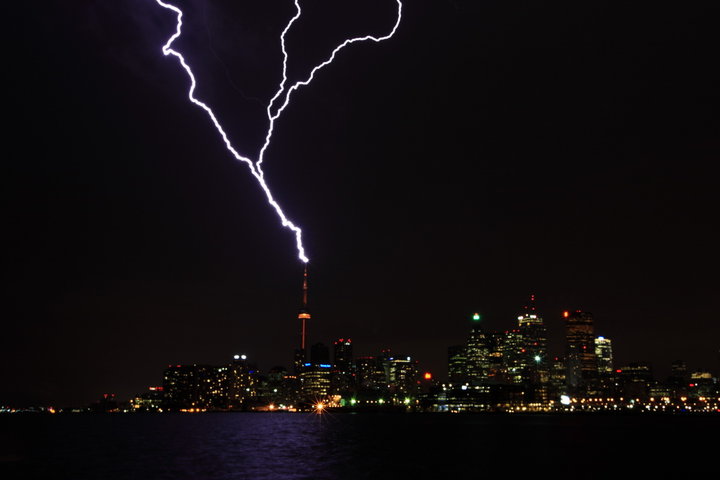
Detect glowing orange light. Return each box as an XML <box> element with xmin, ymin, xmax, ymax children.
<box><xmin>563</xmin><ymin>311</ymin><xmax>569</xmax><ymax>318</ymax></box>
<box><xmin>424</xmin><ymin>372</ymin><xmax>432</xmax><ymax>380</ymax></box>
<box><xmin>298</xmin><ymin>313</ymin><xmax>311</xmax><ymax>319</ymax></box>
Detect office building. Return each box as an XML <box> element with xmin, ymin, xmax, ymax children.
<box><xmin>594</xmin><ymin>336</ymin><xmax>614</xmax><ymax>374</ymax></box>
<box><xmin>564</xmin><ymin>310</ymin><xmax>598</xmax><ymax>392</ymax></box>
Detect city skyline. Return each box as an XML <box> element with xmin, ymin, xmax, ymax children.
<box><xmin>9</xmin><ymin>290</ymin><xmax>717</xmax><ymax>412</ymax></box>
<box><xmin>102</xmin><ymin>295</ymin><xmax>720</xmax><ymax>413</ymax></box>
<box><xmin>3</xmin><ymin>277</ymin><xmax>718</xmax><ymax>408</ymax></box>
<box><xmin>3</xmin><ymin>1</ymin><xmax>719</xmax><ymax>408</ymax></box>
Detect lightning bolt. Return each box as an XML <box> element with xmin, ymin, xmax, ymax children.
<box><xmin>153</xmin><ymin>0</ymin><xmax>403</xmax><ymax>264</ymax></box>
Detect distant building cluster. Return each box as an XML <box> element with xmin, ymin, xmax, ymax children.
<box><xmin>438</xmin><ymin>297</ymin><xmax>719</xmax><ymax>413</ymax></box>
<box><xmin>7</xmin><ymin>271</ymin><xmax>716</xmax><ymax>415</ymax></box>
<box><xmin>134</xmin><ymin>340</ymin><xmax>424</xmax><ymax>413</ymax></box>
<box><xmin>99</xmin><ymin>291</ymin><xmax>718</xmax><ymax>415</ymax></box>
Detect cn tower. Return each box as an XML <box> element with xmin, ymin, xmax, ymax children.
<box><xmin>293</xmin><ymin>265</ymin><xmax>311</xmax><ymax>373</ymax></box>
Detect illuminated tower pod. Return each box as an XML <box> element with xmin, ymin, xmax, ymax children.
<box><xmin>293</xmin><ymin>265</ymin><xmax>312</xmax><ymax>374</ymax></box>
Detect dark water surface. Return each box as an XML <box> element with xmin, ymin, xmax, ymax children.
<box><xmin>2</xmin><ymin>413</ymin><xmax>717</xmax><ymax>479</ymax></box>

* * *

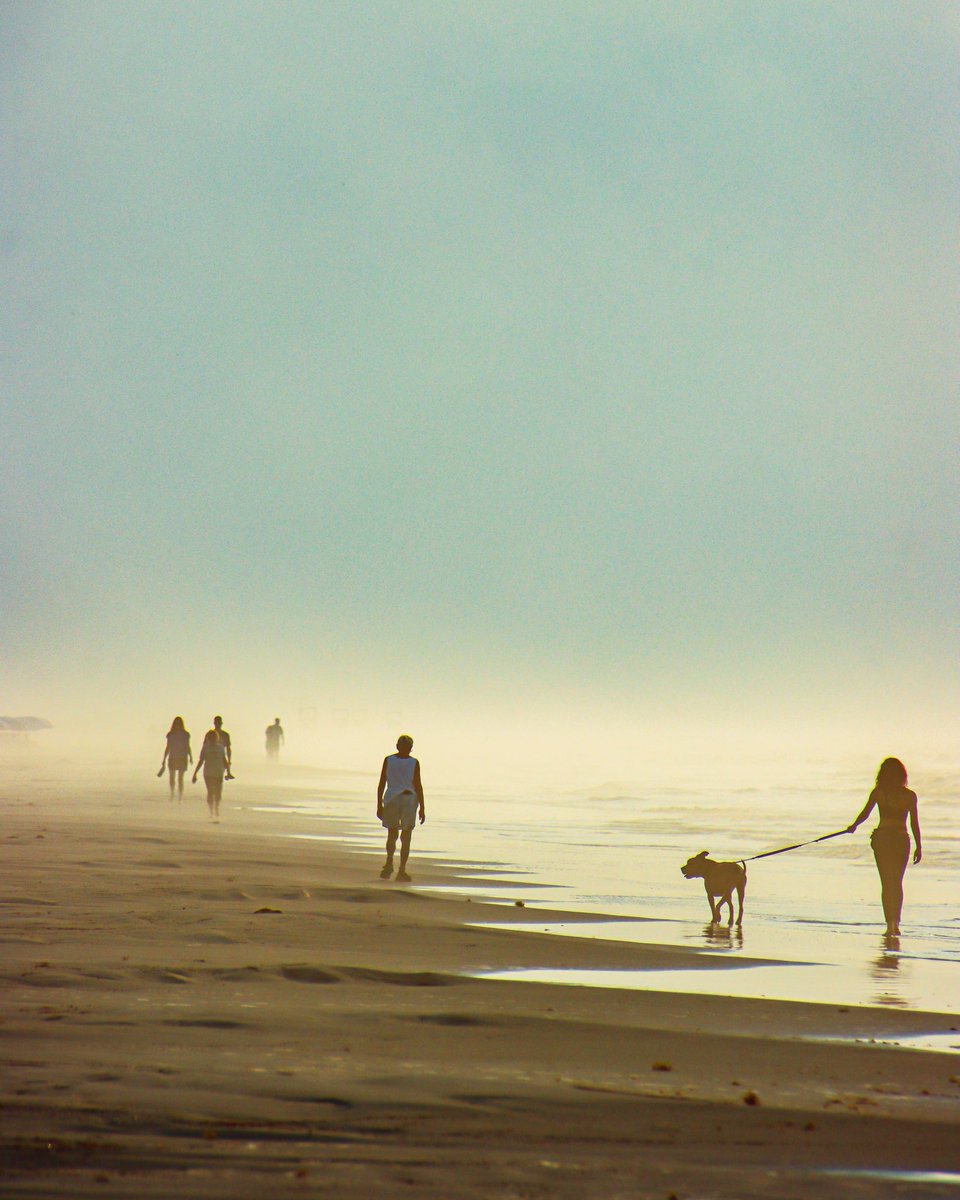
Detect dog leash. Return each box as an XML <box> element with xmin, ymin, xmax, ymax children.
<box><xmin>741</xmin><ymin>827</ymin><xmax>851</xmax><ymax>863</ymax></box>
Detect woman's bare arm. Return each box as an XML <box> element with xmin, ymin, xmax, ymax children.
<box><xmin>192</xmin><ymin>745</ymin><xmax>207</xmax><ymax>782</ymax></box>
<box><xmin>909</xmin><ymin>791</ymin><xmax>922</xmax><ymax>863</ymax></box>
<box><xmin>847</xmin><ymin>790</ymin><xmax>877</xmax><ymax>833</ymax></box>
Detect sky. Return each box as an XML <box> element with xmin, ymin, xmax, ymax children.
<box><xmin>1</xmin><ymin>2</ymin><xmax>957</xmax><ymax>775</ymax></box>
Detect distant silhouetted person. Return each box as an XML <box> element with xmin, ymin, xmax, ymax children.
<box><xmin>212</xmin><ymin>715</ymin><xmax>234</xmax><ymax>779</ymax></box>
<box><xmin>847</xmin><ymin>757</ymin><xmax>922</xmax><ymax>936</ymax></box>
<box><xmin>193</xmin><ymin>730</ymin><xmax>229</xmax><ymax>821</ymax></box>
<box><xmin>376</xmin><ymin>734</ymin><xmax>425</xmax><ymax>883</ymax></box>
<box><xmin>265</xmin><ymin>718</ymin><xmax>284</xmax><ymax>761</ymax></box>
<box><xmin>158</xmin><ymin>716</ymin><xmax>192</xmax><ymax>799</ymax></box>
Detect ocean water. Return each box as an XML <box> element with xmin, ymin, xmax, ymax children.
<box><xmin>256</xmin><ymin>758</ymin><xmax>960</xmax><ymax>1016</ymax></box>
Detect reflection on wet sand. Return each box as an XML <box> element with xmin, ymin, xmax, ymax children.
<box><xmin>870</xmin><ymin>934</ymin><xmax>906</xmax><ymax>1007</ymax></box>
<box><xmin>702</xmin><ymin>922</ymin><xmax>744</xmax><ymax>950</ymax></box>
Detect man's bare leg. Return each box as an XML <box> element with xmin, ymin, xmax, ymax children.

...

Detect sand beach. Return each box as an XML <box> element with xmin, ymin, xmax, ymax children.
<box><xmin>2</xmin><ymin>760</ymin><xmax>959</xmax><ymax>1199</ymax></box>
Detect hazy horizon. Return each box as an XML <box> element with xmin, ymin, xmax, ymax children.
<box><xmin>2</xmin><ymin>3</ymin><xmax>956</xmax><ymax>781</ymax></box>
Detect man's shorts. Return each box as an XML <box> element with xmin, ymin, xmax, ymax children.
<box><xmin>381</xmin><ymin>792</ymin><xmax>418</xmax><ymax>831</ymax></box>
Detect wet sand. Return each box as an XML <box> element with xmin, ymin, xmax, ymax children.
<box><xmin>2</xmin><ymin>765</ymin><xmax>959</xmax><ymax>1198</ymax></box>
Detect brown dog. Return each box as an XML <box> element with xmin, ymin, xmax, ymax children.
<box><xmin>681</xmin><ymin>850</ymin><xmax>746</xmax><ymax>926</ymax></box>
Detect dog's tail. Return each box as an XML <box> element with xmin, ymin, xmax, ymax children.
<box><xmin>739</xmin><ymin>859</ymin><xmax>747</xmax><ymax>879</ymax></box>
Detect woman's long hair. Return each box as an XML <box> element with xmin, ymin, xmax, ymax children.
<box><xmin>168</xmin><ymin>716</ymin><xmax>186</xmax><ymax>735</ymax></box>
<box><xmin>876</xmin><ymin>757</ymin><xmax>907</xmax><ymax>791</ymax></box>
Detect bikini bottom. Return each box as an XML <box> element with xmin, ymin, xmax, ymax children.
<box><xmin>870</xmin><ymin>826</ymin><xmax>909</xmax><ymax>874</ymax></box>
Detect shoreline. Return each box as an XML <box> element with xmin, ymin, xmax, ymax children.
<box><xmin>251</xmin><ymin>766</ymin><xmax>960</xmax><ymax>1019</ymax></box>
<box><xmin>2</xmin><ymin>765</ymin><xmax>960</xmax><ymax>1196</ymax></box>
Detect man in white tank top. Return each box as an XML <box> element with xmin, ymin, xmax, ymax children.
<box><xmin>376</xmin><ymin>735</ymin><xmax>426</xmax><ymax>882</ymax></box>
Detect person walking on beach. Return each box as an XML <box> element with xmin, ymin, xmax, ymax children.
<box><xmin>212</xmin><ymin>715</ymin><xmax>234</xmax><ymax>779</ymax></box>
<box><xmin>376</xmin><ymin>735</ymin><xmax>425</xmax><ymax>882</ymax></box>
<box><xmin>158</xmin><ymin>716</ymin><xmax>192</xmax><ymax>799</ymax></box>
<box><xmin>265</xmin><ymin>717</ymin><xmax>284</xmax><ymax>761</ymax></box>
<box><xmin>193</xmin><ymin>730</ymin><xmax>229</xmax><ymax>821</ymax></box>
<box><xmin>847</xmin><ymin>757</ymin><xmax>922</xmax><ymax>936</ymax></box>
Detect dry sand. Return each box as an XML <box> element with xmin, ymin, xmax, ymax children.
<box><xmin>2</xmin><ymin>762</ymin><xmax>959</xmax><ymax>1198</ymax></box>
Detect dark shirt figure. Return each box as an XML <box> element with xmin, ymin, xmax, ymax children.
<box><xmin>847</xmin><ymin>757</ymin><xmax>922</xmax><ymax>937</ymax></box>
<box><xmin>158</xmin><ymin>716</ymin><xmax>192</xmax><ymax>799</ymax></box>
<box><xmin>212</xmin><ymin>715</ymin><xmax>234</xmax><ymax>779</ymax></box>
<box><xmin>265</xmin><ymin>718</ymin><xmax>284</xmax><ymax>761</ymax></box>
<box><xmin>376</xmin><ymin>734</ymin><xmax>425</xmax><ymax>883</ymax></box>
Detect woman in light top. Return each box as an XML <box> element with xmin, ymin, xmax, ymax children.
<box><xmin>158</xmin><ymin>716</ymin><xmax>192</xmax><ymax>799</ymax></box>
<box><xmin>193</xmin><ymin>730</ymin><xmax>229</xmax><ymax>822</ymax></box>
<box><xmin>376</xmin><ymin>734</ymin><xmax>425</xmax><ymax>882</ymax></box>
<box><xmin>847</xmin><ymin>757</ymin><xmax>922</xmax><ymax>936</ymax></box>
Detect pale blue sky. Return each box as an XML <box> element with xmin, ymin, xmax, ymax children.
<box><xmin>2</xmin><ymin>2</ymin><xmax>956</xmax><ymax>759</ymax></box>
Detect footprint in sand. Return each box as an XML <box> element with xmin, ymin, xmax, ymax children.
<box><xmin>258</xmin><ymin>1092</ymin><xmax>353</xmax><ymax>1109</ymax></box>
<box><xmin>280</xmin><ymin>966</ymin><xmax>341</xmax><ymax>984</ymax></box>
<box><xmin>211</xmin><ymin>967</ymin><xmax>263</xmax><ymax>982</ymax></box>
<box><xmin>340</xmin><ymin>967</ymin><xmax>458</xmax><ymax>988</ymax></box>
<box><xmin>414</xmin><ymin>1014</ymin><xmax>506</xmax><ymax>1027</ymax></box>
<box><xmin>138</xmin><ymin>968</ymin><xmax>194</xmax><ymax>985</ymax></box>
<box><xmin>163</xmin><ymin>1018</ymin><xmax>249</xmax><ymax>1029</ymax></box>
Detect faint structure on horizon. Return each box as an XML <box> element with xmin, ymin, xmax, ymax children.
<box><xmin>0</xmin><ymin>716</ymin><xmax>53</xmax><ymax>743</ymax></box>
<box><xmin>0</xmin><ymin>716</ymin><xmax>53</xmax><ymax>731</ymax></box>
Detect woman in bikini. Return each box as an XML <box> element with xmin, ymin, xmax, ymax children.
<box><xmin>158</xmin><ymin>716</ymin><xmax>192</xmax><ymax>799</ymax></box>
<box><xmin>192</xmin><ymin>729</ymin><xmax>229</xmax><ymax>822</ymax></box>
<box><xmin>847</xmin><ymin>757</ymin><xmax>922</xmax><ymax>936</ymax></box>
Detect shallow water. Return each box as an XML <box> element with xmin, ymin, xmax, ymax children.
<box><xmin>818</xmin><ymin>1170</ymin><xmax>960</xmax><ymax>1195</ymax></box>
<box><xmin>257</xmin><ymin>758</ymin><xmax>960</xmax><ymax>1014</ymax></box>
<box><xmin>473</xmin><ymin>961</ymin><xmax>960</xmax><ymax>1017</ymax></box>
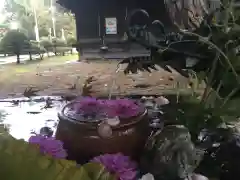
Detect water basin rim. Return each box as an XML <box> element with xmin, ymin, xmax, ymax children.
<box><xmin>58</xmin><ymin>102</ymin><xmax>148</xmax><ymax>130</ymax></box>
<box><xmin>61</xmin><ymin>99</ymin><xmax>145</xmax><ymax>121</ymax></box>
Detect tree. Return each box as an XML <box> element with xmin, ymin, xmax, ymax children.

What you will do –
In the data above, start at the line that has "Detect distant silhouetted", stop after the line that has "Detect man's bare", and print every line in between exactly as it stands.

Finished task –
Detect distant silhouetted person. Return each box as an XML <box> element with xmin, ymin, xmax, ymax children.
<box><xmin>212</xmin><ymin>715</ymin><xmax>234</xmax><ymax>779</ymax></box>
<box><xmin>847</xmin><ymin>757</ymin><xmax>922</xmax><ymax>936</ymax></box>
<box><xmin>193</xmin><ymin>730</ymin><xmax>229</xmax><ymax>821</ymax></box>
<box><xmin>376</xmin><ymin>734</ymin><xmax>425</xmax><ymax>883</ymax></box>
<box><xmin>265</xmin><ymin>718</ymin><xmax>284</xmax><ymax>761</ymax></box>
<box><xmin>158</xmin><ymin>716</ymin><xmax>192</xmax><ymax>799</ymax></box>
Detect ocean water. Return each box as an XML <box> element with xmin, ymin, xmax, ymax children.
<box><xmin>256</xmin><ymin>758</ymin><xmax>960</xmax><ymax>1016</ymax></box>
Detect reflection on wet sand. Return each box as an XML <box> element with xmin, ymin, xmax, ymax children.
<box><xmin>870</xmin><ymin>934</ymin><xmax>906</xmax><ymax>1007</ymax></box>
<box><xmin>702</xmin><ymin>922</ymin><xmax>744</xmax><ymax>950</ymax></box>
Detect man's bare leg. Return each box as an XML <box> element with xmin, ymin, xmax, ymax children.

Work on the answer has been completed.